> **Work task**: Write the listing out once more, with every line exactly as it stands.
─── Information supplied ───
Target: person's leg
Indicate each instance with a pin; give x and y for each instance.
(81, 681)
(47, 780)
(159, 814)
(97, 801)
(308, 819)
───
> **Reply**:
Target: person's leg
Indicate each instance with a pin; give x and y for each instance.
(81, 681)
(47, 780)
(159, 814)
(97, 801)
(308, 819)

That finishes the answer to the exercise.